Quoted passage -
===
Published Jan 09, 2016
This article will cover Python’s sequence
, mapping
, and set
types.
I will refer to these collectively as collection
types.
Collections are defined by the special methods __len__
, __getitem__
,
__setitem__
, __delitem__
, and __iter__
.
__len__
is used by the built-in function len
to get the length/size of a
collection.
__getitem__
, __setitem__
, and __delitem__
are used to define the []
(item access) operator.
__iter__
is used by the built-in iter
function to get an iterator
over the
collection’s elements.
Iterators will be covered in a later article.
Note that a str
is actually a sequence of characters, and follows the same
conventions as other sequence types, such as list
and tuple
.
Python’s list
type is analogous to C++’s vector<void*>
or Java’s
List<Object>
.
It can automatically resize itself and the items can be of any type
(including other list
s).
list
literals are created using square brackets:
>>> my_list = [1, 2, 3]
As with parentheses, Python ignores whitespace between square brackets:
my_list = [
1,
2,
3,
]
Also notice that the final item can have a trailing comma.
This allows for easy modification of list
literals.
my_list = [
1,
2,
3,
4,
5,
'six',
]
Like str
, list
supports indexing, slices, and len
.
>>> my_list[0]
1
>>> my_list[-1]
'six'
>>> my_list[-3:]
[4, 5, 'six']
>>> my_list.find(3)
2
>>> len(my_list)
6
You can modify the items of a list by assignment.
>>> my_list[0] = 'one'
list
supports modification using append
, insert
, and pop
.
>>> my_list.append('seven') # add 'seven' to end of list
>>> my_list.insert(0, 'zero') # place 'zero' at index 0, moving existing items back
>>> my_list.pop(0) # remove and return the item at index 0
'zero'
>>> my_list.pop() # remove and return the last item
'seven'
Note that inserting or popping anywhere except the end of the list takes linear time; inserting or popping at the end of the list takes constant time.
Since all variables are pointers, assigning a list does pointer assignment. That is, both names will refer to the same object in memory.
>>> my_other_list = my_list # pointer assignment: both variables refer to the same list!
>>> my_other_list.append('seven')
>>> my_list
['one', 2, 3, 4, 5, 'six', 'seven']
To make a copy of a list, use slicing.
>>> my_copied_list = my_list[:]
>>> my_copied_list.append(8)
>>> my_copied_list
['one', 2, 3, 4, 5, 'six', 'seven', 8]
>>> my_list
['one', 2, 3, 4, 5, 'six', 'seven']
Note that slice copying performs a shallow copy, where both lists share references to the same objects.
>>> my_list_list = [[]] # list with a list in it
>>> my_copied_llist = my_list_list[:]
>>> my_copied_llist[0].append(1) # item 0 is shared
>>> my_copied_llist.append(2)
===
Required task -
In the article on Python collection types, how long does inserting or popping at the end of a list take? Rely solely on the article above when answering.
===
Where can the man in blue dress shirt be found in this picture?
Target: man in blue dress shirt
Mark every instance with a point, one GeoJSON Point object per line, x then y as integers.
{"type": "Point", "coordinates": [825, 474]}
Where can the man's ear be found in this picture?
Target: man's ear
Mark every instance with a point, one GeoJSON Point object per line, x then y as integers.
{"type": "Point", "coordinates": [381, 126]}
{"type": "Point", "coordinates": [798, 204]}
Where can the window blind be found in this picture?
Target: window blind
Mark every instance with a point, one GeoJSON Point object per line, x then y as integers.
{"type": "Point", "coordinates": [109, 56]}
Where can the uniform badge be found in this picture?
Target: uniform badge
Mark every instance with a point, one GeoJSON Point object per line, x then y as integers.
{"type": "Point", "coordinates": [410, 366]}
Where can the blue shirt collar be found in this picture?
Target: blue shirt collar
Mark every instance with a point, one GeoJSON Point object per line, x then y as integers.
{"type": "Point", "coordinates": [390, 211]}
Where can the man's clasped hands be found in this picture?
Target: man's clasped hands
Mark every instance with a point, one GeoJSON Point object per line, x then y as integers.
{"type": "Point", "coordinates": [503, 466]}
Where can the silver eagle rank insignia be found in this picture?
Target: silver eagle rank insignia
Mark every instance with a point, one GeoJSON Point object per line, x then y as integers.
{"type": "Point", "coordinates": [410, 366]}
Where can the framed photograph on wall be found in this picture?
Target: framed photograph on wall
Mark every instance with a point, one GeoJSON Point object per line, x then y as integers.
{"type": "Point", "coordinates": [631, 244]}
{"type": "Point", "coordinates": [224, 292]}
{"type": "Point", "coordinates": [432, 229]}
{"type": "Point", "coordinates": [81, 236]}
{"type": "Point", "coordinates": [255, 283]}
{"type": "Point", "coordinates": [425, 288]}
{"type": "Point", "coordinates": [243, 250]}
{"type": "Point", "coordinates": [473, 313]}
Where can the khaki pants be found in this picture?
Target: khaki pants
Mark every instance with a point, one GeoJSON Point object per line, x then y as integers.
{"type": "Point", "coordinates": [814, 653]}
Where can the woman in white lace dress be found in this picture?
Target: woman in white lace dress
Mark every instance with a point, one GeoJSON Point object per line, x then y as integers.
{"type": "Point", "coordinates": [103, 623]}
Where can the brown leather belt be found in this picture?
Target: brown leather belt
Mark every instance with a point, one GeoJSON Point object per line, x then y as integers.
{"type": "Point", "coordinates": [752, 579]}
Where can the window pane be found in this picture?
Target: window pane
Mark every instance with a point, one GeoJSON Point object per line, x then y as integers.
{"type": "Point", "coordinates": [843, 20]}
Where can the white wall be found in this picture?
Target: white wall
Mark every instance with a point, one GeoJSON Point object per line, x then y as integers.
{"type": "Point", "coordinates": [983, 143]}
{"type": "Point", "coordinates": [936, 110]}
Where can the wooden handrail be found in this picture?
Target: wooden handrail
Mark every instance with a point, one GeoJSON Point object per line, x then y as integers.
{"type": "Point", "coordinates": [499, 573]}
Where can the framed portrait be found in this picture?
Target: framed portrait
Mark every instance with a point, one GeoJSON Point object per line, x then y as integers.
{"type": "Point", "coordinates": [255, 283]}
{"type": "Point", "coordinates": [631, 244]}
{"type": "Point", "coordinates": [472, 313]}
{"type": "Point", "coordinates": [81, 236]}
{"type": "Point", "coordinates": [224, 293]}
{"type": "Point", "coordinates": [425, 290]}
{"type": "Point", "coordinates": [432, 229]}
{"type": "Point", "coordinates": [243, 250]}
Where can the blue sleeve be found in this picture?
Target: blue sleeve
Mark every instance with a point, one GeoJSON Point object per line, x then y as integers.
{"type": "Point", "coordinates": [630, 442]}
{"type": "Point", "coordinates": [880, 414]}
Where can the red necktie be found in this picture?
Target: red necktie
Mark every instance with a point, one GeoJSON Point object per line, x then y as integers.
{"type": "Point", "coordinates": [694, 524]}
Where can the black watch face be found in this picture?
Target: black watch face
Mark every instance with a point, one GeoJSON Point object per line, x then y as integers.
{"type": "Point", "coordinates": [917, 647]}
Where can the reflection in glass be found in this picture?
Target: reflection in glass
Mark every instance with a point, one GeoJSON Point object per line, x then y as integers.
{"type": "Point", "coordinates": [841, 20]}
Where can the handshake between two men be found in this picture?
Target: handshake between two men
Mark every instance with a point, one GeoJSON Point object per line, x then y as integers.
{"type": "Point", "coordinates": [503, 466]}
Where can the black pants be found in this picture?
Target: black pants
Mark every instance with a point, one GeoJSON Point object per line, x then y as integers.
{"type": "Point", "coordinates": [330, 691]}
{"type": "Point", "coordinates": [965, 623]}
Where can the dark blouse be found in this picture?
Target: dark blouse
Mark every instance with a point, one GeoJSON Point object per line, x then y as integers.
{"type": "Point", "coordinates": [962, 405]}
===
Exercise result -
Constant time.